What the task requires - Convert the material below into a numbered list with one line per item, leaving out any blank lines.

## start Record extracts

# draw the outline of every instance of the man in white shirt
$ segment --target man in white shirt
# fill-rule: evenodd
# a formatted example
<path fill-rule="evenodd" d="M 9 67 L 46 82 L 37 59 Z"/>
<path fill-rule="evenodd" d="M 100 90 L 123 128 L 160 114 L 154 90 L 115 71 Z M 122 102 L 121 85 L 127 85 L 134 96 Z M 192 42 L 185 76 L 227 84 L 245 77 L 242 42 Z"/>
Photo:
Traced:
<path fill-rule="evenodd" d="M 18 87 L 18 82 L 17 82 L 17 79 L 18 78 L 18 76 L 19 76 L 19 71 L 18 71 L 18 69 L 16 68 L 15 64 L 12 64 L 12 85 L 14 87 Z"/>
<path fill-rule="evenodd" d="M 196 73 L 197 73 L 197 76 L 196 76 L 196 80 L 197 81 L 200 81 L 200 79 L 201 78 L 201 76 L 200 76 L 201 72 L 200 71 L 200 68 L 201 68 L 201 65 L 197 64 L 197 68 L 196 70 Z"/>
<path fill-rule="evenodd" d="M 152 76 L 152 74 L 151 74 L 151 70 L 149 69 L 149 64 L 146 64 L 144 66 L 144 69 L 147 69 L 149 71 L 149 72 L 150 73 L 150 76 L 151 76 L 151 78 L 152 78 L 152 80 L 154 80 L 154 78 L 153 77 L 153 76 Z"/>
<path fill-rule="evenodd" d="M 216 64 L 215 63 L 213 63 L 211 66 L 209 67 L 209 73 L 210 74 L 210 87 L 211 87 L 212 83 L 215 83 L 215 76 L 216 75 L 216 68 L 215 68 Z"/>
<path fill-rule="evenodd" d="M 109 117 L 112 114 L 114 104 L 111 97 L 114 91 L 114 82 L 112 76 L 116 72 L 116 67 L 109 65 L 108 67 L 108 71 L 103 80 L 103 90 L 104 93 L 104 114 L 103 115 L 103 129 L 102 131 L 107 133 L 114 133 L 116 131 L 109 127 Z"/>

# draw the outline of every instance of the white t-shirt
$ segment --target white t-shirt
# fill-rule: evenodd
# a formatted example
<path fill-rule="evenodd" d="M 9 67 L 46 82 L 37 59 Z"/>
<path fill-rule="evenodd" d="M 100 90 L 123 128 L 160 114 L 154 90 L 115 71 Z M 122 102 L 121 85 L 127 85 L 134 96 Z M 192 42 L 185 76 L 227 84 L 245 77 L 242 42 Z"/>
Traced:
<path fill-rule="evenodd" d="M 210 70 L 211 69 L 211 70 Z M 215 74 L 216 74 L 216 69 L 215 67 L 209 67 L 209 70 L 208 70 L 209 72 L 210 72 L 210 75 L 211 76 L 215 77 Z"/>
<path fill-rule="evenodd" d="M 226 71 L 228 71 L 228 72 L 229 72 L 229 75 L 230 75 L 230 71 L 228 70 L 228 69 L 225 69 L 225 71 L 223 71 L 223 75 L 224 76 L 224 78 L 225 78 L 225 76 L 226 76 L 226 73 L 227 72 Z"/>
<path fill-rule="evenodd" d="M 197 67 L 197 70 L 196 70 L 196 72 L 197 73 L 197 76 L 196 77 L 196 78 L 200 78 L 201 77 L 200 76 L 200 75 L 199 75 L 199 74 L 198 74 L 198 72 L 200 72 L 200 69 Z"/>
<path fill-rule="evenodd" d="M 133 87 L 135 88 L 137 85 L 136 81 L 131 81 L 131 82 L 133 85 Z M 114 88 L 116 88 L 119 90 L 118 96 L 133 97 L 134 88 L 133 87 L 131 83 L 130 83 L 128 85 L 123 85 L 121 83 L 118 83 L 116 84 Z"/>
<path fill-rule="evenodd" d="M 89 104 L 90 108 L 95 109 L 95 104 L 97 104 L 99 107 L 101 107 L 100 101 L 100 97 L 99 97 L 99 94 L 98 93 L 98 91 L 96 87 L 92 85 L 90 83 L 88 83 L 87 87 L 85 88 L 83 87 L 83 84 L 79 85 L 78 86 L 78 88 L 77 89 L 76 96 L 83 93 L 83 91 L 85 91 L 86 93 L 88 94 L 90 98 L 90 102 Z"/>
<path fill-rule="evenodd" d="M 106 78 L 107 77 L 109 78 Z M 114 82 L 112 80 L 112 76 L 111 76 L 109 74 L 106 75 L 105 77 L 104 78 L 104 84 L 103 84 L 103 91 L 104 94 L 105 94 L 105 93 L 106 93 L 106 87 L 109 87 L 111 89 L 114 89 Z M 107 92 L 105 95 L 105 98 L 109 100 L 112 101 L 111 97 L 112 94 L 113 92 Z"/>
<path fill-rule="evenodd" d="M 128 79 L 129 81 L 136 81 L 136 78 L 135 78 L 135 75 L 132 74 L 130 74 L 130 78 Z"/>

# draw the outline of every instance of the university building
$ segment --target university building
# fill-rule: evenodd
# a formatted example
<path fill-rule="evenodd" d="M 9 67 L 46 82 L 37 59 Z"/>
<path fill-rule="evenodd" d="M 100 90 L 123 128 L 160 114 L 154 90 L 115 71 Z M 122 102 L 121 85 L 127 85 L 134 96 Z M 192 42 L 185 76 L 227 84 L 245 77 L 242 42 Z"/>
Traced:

## end Record extracts

Answer in full -
1. # draw the outline of every instance of the man in white shirt
2. $ segment --target man in white shirt
3. # fill-rule: evenodd
4. # a formatted example
5. <path fill-rule="evenodd" d="M 9 67 L 46 82 L 37 59 Z"/>
6. <path fill-rule="evenodd" d="M 100 90 L 123 128 L 160 114 L 154 90 L 115 71 Z M 122 102 L 121 85 L 127 85 L 134 96 Z M 192 42 L 185 76 L 227 84 L 245 77 L 242 42 Z"/>
7. Photo:
8. Traced:
9. <path fill-rule="evenodd" d="M 18 87 L 18 82 L 17 82 L 17 79 L 18 78 L 18 76 L 19 76 L 19 71 L 18 71 L 18 69 L 16 68 L 15 64 L 12 64 L 12 85 L 14 87 Z"/>
10. <path fill-rule="evenodd" d="M 196 73 L 197 73 L 197 76 L 196 76 L 196 80 L 197 81 L 200 81 L 200 79 L 201 78 L 201 76 L 200 76 L 201 72 L 200 71 L 200 68 L 201 68 L 201 65 L 197 64 L 197 68 L 196 70 Z"/>
11. <path fill-rule="evenodd" d="M 152 76 L 152 74 L 151 74 L 151 70 L 149 69 L 149 64 L 146 64 L 144 66 L 144 69 L 147 69 L 149 71 L 149 72 L 150 73 L 150 76 L 151 76 L 151 78 L 152 78 L 152 80 L 154 80 L 154 78 L 153 77 L 153 76 Z"/>
12. <path fill-rule="evenodd" d="M 216 64 L 215 63 L 213 63 L 211 66 L 209 67 L 209 73 L 210 74 L 210 87 L 211 87 L 212 83 L 215 83 L 215 76 L 216 75 L 216 68 L 215 68 Z"/>
13. <path fill-rule="evenodd" d="M 109 117 L 112 114 L 114 104 L 111 97 L 114 91 L 114 82 L 112 76 L 116 72 L 116 67 L 109 65 L 108 67 L 108 71 L 103 80 L 103 90 L 104 93 L 104 114 L 103 115 L 103 129 L 102 131 L 107 133 L 114 133 L 116 131 L 109 127 Z"/>
14. # draw the outline of every instance of the white t-shirt
15. $ segment --target white t-shirt
16. # fill-rule: evenodd
17. # a formatted example
18. <path fill-rule="evenodd" d="M 9 67 L 46 82 L 37 59 Z"/>
19. <path fill-rule="evenodd" d="M 100 90 L 123 128 L 160 114 L 154 90 L 115 71 Z M 122 102 L 121 85 L 127 85 L 134 96 Z M 192 42 L 185 76 L 227 84 L 245 77 L 242 42 Z"/>
20. Traced:
21. <path fill-rule="evenodd" d="M 210 70 L 211 69 L 211 70 Z M 215 74 L 216 74 L 216 69 L 215 67 L 209 67 L 209 70 L 208 70 L 209 72 L 210 72 L 210 75 L 211 76 L 215 77 Z"/>
22. <path fill-rule="evenodd" d="M 226 71 L 228 71 L 228 72 L 229 72 L 229 75 L 230 75 L 230 71 L 228 70 L 228 69 L 225 69 L 225 71 L 223 71 L 223 75 L 224 76 L 224 78 L 225 78 L 225 76 L 226 76 L 226 73 L 227 72 Z"/>
23. <path fill-rule="evenodd" d="M 197 67 L 197 70 L 196 70 L 196 72 L 197 73 L 197 76 L 196 77 L 196 78 L 200 78 L 201 77 L 200 76 L 200 75 L 199 75 L 199 74 L 198 74 L 198 72 L 200 72 L 200 69 Z"/>
24. <path fill-rule="evenodd" d="M 133 87 L 135 88 L 137 85 L 136 81 L 131 81 L 131 82 L 133 85 Z M 114 88 L 116 88 L 119 90 L 118 96 L 133 97 L 134 88 L 133 87 L 131 83 L 130 83 L 128 85 L 123 85 L 121 83 L 118 83 L 116 84 Z"/>
25. <path fill-rule="evenodd" d="M 89 104 L 90 108 L 95 109 L 95 104 L 97 104 L 99 107 L 101 107 L 100 101 L 100 97 L 99 97 L 99 94 L 98 93 L 98 91 L 96 87 L 92 85 L 90 83 L 88 83 L 87 87 L 85 88 L 83 87 L 83 84 L 79 85 L 78 86 L 78 88 L 77 89 L 76 96 L 83 93 L 83 91 L 85 91 L 86 93 L 88 94 L 90 98 L 90 102 Z"/>
26. <path fill-rule="evenodd" d="M 106 78 L 107 77 L 109 78 Z M 114 82 L 112 80 L 112 76 L 111 76 L 109 74 L 106 75 L 105 77 L 104 78 L 104 84 L 103 84 L 103 91 L 104 94 L 105 94 L 105 93 L 106 93 L 106 87 L 109 87 L 111 89 L 114 89 Z M 107 92 L 105 95 L 105 98 L 109 100 L 112 101 L 111 97 L 112 94 L 113 92 Z"/>
27. <path fill-rule="evenodd" d="M 128 79 L 129 81 L 136 81 L 136 78 L 135 78 L 135 75 L 132 74 L 130 74 L 130 78 Z"/>
28. # draw the outline of every instance of the university building
29. $ segment --target university building
30. # fill-rule: evenodd
31. # a formatted example
32. <path fill-rule="evenodd" d="M 9 67 L 46 82 L 37 59 Z"/>
33. <path fill-rule="evenodd" d="M 100 90 L 123 128 L 160 114 L 154 90 L 115 71 Z M 122 102 L 121 85 L 127 85 L 134 96 Z M 192 42 L 185 76 L 227 84 L 245 77 L 242 42 Z"/>
34. Traced:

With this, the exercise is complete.